— JOB —
Turn the entries below into a numbered list, leaving out any blank lines. Start with the line containing "roof, newline-separated, in" and go on through the line containing "column 893, row 335", including both, and list nothing else.

>>>

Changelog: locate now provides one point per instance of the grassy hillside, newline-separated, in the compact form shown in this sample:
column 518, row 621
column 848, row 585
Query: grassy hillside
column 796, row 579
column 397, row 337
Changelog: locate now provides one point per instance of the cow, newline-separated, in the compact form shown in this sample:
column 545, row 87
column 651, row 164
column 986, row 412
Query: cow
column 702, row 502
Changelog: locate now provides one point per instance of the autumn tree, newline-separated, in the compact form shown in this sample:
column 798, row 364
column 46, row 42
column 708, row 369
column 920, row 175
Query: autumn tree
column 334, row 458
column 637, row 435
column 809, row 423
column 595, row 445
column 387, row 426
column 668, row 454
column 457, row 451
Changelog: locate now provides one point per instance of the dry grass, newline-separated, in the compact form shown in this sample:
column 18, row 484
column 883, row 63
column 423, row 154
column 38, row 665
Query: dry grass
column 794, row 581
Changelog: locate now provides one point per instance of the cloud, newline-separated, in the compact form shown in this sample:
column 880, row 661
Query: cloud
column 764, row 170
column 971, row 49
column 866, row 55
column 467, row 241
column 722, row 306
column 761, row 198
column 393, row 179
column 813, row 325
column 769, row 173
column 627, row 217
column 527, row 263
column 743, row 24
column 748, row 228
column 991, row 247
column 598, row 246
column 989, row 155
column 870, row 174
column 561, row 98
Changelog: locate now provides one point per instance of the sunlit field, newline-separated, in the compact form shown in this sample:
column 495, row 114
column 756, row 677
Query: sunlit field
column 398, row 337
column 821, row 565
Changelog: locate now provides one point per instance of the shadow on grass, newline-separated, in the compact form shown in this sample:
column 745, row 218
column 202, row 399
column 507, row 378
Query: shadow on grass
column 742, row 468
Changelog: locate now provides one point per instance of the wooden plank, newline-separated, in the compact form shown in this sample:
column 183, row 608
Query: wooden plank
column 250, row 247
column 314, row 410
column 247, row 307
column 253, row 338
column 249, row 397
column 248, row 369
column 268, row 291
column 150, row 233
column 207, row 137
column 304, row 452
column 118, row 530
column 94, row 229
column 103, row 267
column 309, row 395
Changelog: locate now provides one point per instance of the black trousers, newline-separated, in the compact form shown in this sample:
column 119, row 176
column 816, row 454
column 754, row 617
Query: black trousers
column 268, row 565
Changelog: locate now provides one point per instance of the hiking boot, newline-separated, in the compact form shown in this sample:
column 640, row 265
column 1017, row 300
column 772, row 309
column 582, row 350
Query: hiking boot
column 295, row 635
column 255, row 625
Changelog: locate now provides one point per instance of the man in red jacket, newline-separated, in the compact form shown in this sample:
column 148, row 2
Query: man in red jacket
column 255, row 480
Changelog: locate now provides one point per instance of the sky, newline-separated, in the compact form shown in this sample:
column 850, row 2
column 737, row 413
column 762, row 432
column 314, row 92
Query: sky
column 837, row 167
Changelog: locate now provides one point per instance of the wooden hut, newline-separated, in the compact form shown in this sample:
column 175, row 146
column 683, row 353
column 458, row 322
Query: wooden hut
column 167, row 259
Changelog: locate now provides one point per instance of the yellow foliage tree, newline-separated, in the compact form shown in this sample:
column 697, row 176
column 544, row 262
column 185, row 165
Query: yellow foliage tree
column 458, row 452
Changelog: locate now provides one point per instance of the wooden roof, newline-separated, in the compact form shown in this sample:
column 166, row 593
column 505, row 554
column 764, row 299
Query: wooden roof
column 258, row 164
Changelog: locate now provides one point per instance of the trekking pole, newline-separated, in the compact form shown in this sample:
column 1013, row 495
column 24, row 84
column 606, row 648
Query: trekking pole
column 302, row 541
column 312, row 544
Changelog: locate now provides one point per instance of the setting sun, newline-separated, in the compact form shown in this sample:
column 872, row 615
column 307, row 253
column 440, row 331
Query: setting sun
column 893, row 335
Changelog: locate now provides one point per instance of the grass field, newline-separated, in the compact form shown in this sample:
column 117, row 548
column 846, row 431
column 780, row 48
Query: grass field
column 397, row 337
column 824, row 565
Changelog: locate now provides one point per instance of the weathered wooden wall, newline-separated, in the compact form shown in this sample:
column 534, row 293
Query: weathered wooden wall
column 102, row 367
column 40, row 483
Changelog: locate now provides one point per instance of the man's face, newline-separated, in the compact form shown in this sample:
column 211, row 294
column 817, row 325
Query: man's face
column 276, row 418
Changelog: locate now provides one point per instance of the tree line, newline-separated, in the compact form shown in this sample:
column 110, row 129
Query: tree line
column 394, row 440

<<<
>>>

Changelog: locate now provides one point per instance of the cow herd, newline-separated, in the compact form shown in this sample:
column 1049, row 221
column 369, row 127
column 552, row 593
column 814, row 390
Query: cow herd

<<<

— RESPONSE —
1. Changelog: locate now provides one point per instance of the wooden roof, newline-separated, in the compact form shown in this sample:
2. column 166, row 593
3. column 505, row 554
4. column 764, row 299
5. Query: wooden roof
6. column 258, row 164
7. Changelog: locate now provides one point per instance of the trekking pole, newline-separated, in the compact form shown in this sample:
8. column 1013, row 495
9. column 24, row 84
10. column 606, row 648
11. Query: trekking pole
12. column 302, row 541
13. column 312, row 544
14. Changelog: locate now provides one point per instance of the setting sun, newline-separated, in the compact form shown in this sample:
15. column 872, row 615
16. column 307, row 253
17. column 440, row 331
18. Query: setting sun
19. column 893, row 335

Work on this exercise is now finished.